June 5-12, 2002

A Quick Jaunt Through Birmingham, Alabama

When we left you last week, we were driving west on I-20, through a heavy March rainstorm that made the trip from Atlanta to Birmingham a soggy, gray experience.

But before we get to Alabama's biggest city in the rain, a quick detour to a city that's drawn the short end of the move-in straw twice in the last few years. We speak of Anniston, a pleasant little town that has the misfortune of being 90 miles west of Atlanta and 65 miles east of Birmingham.

And that, in turn, has made Anniston's FM and TV allocations fair game for poaching by move-in operators on both sides.

On the FM side, Anniston had a nice, big 100 kW signal, WHMA-FM, at 100.5.

That's "had," as in past tense, because after years of trying, the allocation was moved to College Park, Georgia, last year. "College Park"? Yeah, OK - that's really "Atlanta" to everyone but the FCC; even the transmitter is now right in the heart of downtown Atlanta, atop the Westin Hotel we showed you last week; the station is now Susquehanna CHR WWWQ "Q100."

-=-=-

Requirements:
A. Reproduce the Alabama radio travelogue word for word, starting with "But before we" and going on through "east of Birmingham.".
B. Pick up the Alabama radio travelogue after its final sentence and carry it forward.
The entries have no connection to the Alabama radio travelogue.

-=-=-

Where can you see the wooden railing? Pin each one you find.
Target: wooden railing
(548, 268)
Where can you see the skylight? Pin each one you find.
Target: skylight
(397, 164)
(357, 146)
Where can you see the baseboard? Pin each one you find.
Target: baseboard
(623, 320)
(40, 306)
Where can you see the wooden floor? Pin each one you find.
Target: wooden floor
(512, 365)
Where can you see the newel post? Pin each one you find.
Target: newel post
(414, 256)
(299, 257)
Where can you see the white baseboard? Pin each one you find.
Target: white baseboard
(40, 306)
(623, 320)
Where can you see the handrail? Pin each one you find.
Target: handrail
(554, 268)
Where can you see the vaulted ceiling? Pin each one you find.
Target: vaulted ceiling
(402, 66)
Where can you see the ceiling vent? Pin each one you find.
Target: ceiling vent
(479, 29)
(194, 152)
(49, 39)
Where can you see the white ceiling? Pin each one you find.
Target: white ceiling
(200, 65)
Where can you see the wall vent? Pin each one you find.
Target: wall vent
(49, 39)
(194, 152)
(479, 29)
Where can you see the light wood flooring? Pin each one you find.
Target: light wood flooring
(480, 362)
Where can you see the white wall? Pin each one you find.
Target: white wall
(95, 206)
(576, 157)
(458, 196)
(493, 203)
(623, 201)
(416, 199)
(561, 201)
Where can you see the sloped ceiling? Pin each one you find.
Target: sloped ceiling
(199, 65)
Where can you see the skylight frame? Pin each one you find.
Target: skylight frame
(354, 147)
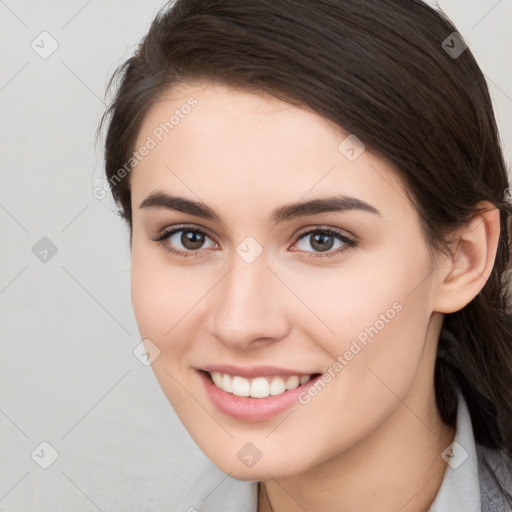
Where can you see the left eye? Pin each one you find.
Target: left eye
(323, 240)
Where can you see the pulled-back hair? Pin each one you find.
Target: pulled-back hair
(379, 70)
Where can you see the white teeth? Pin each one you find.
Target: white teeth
(241, 386)
(292, 383)
(259, 387)
(227, 383)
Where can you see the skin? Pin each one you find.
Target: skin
(372, 439)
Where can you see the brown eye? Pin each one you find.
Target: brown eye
(322, 240)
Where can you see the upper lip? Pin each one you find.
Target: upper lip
(253, 371)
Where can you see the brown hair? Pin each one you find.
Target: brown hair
(381, 71)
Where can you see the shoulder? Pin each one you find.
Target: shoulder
(495, 475)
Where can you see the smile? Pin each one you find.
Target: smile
(259, 387)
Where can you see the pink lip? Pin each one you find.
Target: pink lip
(254, 371)
(253, 409)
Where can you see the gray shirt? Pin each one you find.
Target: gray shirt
(466, 487)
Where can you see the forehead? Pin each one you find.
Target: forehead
(230, 146)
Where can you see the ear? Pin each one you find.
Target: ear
(465, 273)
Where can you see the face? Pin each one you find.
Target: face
(233, 274)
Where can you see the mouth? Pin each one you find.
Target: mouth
(258, 387)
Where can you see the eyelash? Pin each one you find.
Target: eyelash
(349, 242)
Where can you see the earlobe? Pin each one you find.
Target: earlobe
(472, 260)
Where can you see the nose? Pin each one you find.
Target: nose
(250, 306)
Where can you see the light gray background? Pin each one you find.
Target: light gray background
(67, 372)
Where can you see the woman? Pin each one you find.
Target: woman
(319, 221)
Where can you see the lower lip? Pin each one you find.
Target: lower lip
(252, 409)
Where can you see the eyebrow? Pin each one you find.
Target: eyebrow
(335, 203)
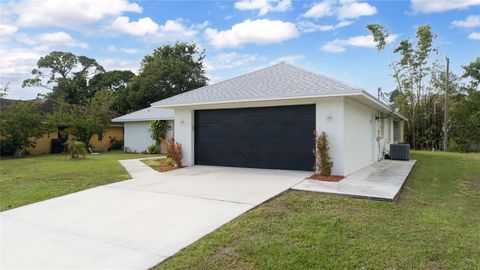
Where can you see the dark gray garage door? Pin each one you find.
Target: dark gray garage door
(266, 137)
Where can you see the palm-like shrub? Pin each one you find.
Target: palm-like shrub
(323, 164)
(76, 149)
(174, 151)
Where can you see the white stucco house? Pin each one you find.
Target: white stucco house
(136, 127)
(266, 119)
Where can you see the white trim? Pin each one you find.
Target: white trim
(359, 93)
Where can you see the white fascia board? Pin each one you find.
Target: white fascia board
(249, 100)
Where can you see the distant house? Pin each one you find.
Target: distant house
(136, 127)
(52, 143)
(266, 119)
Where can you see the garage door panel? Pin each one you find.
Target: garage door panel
(268, 137)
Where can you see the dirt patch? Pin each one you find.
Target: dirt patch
(330, 178)
(162, 166)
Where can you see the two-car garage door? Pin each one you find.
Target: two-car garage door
(265, 137)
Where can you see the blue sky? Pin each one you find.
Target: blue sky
(328, 37)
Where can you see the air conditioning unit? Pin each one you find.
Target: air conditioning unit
(400, 151)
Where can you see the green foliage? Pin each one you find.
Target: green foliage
(21, 125)
(465, 121)
(158, 130)
(4, 90)
(66, 74)
(116, 82)
(380, 35)
(323, 163)
(85, 120)
(174, 151)
(472, 72)
(115, 144)
(168, 71)
(169, 161)
(76, 149)
(153, 149)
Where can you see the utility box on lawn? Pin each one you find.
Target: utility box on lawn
(400, 151)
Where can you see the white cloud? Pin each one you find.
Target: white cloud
(173, 30)
(288, 58)
(141, 27)
(113, 48)
(260, 31)
(264, 6)
(434, 6)
(471, 21)
(343, 9)
(72, 14)
(320, 10)
(229, 60)
(351, 10)
(7, 29)
(119, 64)
(53, 39)
(474, 36)
(365, 41)
(309, 27)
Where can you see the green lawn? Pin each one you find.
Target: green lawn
(434, 225)
(39, 177)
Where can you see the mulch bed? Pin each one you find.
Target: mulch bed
(330, 178)
(163, 167)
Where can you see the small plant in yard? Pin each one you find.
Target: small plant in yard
(323, 163)
(153, 149)
(174, 151)
(169, 161)
(76, 149)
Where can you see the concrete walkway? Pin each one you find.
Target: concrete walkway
(381, 180)
(137, 223)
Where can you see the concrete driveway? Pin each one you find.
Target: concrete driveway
(137, 223)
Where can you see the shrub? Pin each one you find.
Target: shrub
(7, 147)
(158, 130)
(174, 151)
(323, 164)
(153, 149)
(169, 161)
(115, 144)
(76, 149)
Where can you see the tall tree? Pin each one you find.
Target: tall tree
(65, 74)
(21, 125)
(82, 121)
(168, 71)
(417, 74)
(116, 82)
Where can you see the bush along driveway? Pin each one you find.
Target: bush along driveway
(435, 224)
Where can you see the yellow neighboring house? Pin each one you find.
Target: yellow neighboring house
(98, 141)
(44, 144)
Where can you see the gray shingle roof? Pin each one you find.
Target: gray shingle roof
(278, 81)
(147, 114)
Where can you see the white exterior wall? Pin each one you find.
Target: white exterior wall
(137, 135)
(360, 132)
(351, 128)
(330, 118)
(184, 134)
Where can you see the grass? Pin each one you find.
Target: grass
(40, 177)
(434, 225)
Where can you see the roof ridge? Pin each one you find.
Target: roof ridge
(324, 76)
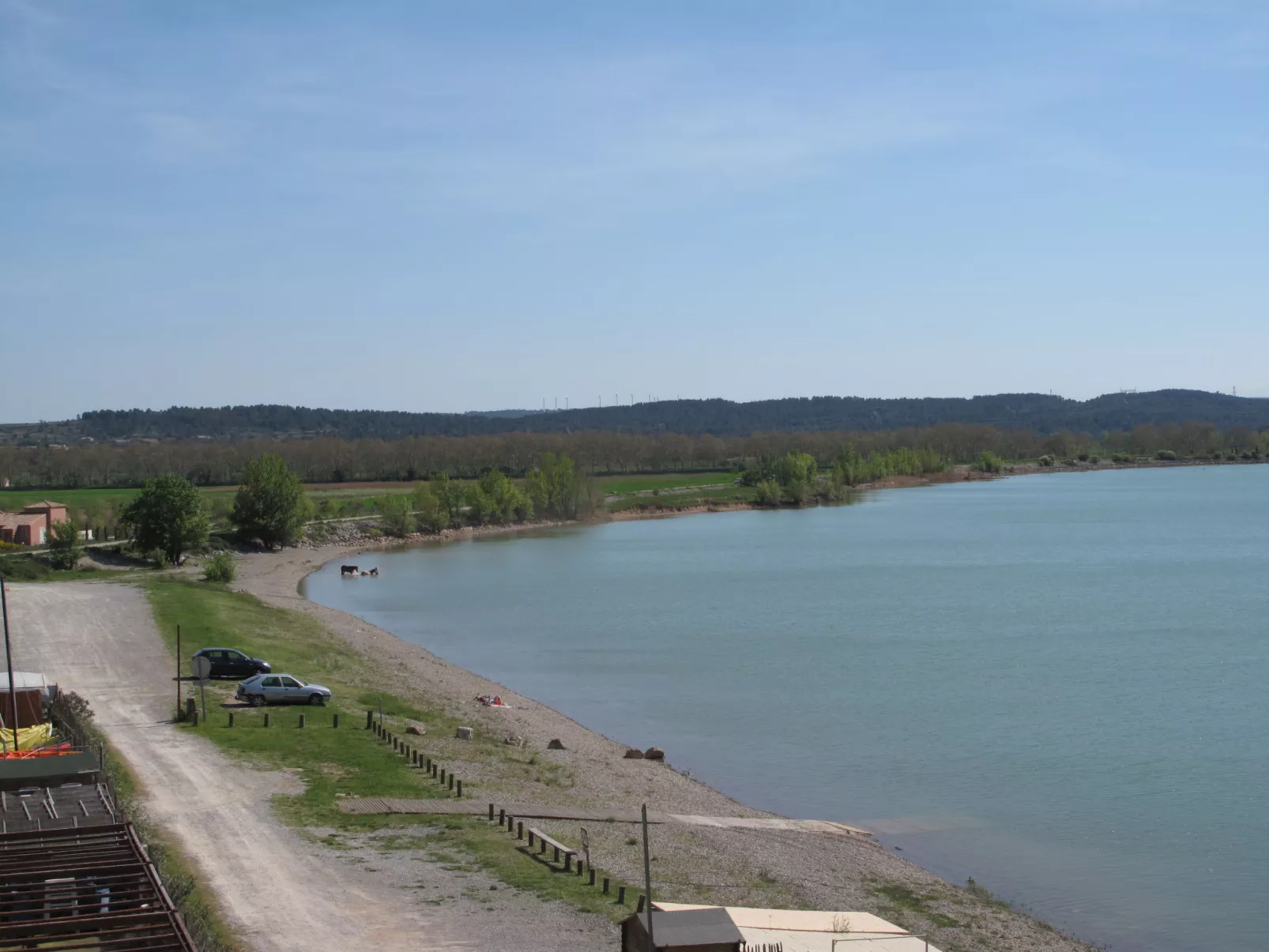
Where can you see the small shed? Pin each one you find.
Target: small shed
(33, 692)
(708, 929)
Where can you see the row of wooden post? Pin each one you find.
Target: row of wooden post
(193, 719)
(418, 759)
(517, 826)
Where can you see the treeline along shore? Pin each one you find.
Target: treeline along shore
(322, 460)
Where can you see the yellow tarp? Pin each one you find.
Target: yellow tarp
(28, 738)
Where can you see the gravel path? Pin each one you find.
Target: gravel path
(766, 867)
(278, 890)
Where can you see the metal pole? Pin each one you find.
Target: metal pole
(8, 660)
(647, 884)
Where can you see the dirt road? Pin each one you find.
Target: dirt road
(278, 891)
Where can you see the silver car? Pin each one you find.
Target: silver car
(263, 690)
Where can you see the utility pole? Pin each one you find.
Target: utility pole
(8, 660)
(647, 884)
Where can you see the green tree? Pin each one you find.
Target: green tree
(396, 513)
(428, 512)
(797, 474)
(481, 508)
(168, 517)
(65, 546)
(450, 498)
(557, 490)
(270, 504)
(505, 502)
(768, 493)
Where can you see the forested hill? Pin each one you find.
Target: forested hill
(1034, 412)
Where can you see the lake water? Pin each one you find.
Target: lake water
(1057, 684)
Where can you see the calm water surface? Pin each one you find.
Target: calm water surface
(1056, 684)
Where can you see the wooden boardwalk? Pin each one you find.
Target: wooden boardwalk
(473, 807)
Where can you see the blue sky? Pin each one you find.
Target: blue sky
(438, 206)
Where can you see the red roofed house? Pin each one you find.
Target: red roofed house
(33, 525)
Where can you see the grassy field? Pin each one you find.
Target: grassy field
(351, 761)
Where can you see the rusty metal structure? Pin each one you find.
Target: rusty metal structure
(88, 886)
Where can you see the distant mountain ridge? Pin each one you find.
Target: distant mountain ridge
(1040, 412)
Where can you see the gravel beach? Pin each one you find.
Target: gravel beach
(785, 868)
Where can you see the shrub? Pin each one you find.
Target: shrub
(396, 514)
(990, 462)
(65, 547)
(768, 493)
(220, 567)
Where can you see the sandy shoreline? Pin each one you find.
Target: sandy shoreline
(739, 867)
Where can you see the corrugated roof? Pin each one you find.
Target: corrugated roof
(25, 680)
(21, 519)
(793, 941)
(800, 920)
(706, 926)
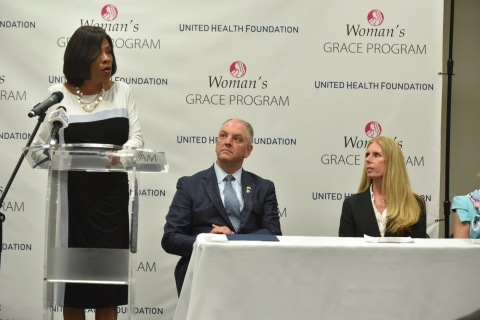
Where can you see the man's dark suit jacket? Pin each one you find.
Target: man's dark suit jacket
(197, 205)
(358, 218)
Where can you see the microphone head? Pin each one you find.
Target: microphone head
(58, 96)
(59, 117)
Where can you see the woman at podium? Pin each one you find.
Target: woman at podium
(385, 205)
(99, 111)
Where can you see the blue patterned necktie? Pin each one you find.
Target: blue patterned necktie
(232, 205)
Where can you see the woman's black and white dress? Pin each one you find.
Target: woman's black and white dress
(97, 201)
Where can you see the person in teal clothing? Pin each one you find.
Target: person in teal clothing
(467, 215)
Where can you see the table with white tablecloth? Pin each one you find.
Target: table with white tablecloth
(330, 278)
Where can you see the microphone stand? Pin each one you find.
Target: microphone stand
(41, 117)
(446, 203)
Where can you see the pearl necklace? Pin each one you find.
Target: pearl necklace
(89, 106)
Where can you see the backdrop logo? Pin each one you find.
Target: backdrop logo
(375, 17)
(238, 69)
(109, 12)
(373, 129)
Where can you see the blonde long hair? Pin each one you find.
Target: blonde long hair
(403, 208)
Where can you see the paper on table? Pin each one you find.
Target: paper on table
(387, 239)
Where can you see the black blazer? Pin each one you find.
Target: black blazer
(358, 218)
(197, 205)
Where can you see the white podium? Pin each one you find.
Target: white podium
(88, 265)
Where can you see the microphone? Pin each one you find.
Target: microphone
(58, 119)
(40, 108)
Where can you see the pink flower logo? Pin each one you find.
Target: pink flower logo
(375, 17)
(238, 69)
(373, 129)
(109, 12)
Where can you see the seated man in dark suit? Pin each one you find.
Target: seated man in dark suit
(206, 203)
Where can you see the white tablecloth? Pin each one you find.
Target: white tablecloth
(330, 278)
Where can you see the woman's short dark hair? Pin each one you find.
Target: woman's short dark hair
(82, 49)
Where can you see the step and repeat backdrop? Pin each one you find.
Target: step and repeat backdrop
(316, 79)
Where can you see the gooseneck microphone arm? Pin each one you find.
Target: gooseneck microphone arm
(41, 117)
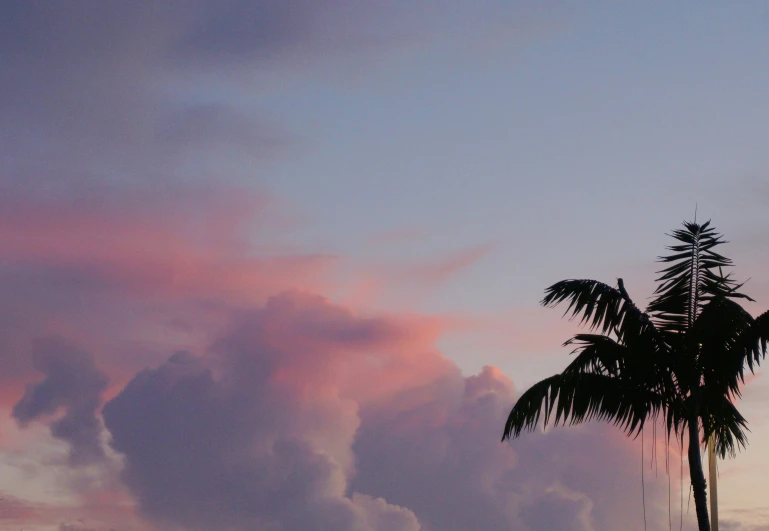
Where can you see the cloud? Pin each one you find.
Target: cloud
(73, 383)
(306, 415)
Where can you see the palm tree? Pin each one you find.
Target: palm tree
(681, 361)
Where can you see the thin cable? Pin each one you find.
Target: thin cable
(643, 485)
(681, 487)
(667, 472)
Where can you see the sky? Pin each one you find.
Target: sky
(276, 264)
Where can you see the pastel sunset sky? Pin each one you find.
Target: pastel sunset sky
(275, 265)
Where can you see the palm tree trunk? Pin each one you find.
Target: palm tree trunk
(699, 486)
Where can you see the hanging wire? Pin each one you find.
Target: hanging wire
(643, 485)
(681, 487)
(667, 472)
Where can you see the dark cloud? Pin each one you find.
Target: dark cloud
(363, 428)
(72, 383)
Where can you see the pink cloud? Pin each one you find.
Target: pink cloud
(306, 414)
(285, 409)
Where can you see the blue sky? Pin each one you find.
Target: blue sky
(212, 195)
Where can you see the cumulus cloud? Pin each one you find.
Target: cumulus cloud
(72, 383)
(306, 415)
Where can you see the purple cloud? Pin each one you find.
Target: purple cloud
(73, 383)
(361, 429)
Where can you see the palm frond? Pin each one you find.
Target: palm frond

-=-=-

Task-by-task results:
A.
But before we get to Alabama's biggest city in the rain, a quick detour to a city that's drawn the short end of the move-in straw twice in the last few years. We speak of Anniston, a pleasant little town that has the misfortune of being 90 miles west of Atlanta and 65 miles east of Birmingham.

B.
(And Anniston made out worse this time than in the original, late-80s plan to move WHMA-FM to Atlanta; that plan would have put 100.5 in Sandy Springs, Georgia, but allocated a new 100.1A to Anniston. This time around, Anniston got nothing!)

The former WHMA-TV, once a CBS affiliate on channel 40, is now WJSU-TV. It's still licensed to Anniston, at least, but look at that logo in the picture above: it's half of a two-station Birmingham rimshot ABC affiliate that goes by "Alabama's ABC 33/40." The other half, WCFT-TV in Tuscaloosa, is 58 miles on the other side of Birmingham; it too used to be a CBS affiliate, and Tuscaloosa and Anniston used to be separate markets. Today, they're part of a huge "Birmingham" TV market that stretches from the Georgia line almost to Mississippi, and Anniston viewers seeking local news have to be satisfied with a quick cut-in from the old WHMA "Radio Building" downtown.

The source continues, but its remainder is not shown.